In a shocking development, the heart and soul of one of the World Series favorites, the New York Yankees, has decided to miss the rest of the season due to his desire to have immediate sexual-reassignment surgery.

What a selfish move by a guy considered one of the greatest teammates in all of sports. Despicable. And to think I just bought his new fragrance. Now I’ll have to go out on the town smelling like BETRAYAL.

Wait, Deadspin is now reporting that it turns out this was all a hoax. The Yankees official Facebook account was HACKED.

Now, I know these hacking excuses when I see them, though. Every athlete does this to get out of trouble. Jeter probably just realized the error of his ways and told the Yankees to call FOUL PLAY.

Ah crap, maybe not. It turns out today was National Hack MLB Teams’ Facebook Accounts Day. There’s a skilled hacker on the loose! You can check the rest of them out here. My favorite:

No internet joke is complete without taking a poop on Pitbull. Ok, fine, so I don’t know if this actually had to do with Pitbull, or just pit bulls. Regardless, Pitbull is the worst. I heard his ancestors started the Plague. I heard he is Ed Hardy. I heard he doesn’t wash his hands after dinner.

■ Your tasks
a. Output the post about the Yankees Facebook hoax from "Wait, Deadspin is" up to and including "call FOUL PLAY.".
b. In the post about the Yankees Facebook hoax, condense the paragraph beginning "Now, I know these hacking excuses" into a single shorter sentence.
The data that comes next has nothing to do with the post about the Yankees Facebook hoax.

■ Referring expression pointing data
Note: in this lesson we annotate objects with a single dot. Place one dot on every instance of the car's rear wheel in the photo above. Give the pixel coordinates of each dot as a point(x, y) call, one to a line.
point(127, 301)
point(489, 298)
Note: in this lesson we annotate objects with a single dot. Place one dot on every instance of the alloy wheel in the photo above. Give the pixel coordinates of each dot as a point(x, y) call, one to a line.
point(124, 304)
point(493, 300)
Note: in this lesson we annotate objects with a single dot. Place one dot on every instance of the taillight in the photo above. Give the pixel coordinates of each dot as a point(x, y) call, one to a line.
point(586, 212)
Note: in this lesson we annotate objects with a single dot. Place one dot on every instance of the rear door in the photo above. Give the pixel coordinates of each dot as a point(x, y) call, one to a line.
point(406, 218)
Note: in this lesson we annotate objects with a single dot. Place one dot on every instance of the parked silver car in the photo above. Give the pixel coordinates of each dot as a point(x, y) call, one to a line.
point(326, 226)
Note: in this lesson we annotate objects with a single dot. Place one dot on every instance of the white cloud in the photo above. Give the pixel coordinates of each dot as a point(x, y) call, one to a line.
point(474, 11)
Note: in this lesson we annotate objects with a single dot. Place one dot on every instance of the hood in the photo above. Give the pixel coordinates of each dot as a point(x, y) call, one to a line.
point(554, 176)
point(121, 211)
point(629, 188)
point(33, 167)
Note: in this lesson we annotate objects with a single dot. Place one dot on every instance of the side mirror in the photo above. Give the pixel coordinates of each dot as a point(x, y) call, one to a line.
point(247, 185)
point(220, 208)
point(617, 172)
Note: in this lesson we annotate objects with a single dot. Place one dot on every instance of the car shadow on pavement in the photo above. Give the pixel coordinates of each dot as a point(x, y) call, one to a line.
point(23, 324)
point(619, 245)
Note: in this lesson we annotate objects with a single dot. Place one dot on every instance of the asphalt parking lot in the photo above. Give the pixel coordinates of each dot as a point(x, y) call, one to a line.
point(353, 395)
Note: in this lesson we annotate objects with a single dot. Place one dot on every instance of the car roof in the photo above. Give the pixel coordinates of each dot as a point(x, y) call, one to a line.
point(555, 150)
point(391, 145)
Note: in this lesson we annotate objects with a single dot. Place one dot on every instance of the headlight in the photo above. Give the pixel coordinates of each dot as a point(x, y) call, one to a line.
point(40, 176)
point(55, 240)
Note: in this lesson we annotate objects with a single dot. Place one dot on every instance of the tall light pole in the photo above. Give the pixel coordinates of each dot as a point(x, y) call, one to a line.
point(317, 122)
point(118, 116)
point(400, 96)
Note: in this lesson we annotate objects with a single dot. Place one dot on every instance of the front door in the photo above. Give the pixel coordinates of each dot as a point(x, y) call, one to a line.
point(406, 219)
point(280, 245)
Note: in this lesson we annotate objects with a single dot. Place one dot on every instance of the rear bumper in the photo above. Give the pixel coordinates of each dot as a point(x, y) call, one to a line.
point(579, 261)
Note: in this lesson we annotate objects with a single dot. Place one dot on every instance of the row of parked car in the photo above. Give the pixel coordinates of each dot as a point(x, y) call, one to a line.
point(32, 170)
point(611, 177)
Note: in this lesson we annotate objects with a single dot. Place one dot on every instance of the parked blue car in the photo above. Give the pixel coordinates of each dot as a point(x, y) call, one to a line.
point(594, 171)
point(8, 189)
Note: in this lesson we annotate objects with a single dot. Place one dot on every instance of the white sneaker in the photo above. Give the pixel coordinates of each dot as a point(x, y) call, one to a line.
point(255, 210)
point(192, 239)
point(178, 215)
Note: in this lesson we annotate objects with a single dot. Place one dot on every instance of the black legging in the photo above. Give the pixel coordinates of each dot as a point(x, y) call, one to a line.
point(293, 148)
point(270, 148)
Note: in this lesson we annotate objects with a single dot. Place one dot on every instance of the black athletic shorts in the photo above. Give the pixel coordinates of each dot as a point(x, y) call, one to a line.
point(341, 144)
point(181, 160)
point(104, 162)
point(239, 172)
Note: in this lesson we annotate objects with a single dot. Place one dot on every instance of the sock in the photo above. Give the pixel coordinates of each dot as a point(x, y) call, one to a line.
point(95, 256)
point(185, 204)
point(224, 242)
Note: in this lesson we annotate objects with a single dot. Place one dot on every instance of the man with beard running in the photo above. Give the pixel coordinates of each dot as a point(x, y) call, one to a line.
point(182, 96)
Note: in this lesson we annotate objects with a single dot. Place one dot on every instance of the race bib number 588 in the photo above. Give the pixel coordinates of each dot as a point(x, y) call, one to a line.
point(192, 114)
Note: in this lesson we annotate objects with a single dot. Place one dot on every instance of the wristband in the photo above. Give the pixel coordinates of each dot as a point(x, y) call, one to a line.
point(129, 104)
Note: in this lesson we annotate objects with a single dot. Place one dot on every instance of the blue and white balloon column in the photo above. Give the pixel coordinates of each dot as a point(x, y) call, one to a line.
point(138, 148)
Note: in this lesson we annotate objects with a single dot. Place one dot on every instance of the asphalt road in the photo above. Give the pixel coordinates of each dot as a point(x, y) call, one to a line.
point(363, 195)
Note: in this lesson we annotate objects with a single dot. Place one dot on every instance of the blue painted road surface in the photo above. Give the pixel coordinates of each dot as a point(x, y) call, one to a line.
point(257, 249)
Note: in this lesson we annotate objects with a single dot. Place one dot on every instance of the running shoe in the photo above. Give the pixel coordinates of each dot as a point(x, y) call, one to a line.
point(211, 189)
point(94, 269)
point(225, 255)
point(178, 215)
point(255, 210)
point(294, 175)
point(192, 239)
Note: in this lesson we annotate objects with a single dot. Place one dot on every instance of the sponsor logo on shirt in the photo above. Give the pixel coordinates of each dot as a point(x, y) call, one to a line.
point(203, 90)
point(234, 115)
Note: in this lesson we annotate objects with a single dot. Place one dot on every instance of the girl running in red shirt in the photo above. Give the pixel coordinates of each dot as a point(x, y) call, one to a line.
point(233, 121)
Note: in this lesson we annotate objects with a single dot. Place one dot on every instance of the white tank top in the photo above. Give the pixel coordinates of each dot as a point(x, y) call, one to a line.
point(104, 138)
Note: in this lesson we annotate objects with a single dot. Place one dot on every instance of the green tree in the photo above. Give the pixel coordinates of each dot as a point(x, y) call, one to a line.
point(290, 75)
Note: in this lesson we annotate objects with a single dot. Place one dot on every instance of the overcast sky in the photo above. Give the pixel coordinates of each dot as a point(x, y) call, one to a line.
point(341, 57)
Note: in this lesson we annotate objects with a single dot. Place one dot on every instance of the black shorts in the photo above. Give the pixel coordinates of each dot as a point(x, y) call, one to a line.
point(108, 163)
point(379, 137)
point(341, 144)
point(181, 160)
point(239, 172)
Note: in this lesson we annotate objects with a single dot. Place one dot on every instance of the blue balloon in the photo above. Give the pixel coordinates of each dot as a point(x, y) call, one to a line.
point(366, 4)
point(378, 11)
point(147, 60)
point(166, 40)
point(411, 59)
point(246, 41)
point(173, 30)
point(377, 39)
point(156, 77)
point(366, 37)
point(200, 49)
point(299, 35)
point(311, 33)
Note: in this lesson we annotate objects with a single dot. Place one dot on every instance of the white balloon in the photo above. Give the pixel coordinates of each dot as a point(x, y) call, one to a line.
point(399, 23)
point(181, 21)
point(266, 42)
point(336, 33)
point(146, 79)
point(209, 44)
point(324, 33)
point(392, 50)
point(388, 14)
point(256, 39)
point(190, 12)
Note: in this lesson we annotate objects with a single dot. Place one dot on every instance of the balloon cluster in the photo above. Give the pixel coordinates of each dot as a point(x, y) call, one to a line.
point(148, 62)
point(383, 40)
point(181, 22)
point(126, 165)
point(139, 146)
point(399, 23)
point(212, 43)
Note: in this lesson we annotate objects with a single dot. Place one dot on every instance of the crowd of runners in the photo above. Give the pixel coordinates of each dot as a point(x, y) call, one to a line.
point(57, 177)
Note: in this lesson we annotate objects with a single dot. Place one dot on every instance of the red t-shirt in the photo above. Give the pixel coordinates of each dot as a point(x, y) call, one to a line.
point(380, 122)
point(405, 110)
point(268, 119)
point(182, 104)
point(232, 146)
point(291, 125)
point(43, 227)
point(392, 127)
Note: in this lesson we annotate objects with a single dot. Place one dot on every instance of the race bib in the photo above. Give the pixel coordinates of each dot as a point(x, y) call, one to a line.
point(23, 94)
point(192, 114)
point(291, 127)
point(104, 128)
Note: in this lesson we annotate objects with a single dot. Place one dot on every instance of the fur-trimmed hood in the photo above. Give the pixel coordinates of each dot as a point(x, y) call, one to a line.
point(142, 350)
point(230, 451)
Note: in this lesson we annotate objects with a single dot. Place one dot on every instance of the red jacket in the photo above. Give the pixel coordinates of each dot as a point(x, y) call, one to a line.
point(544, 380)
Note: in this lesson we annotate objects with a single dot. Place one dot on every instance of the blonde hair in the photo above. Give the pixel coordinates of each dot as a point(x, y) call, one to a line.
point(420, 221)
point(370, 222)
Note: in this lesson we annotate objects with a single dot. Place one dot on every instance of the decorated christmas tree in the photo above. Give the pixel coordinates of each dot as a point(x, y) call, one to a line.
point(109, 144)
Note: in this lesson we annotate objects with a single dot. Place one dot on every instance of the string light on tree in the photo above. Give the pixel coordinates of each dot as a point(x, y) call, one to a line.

■ Exercise answers
a.
Wait, Deadspin is now reporting that it turns out this was all a hoax. The Yankees official Facebook account was HACKED.

Now, I know these hacking excuses when I see them, though. Every athlete does this to get out of trouble. Jeter probably just realized the error of his ways and told the Yankees to call FOUL PLAY.

b. The writer doubts hacking excuses, saying every athlete uses them to get out of trouble, and suggests Jeter probably realized the error of his ways and told the Yankees to call foul play.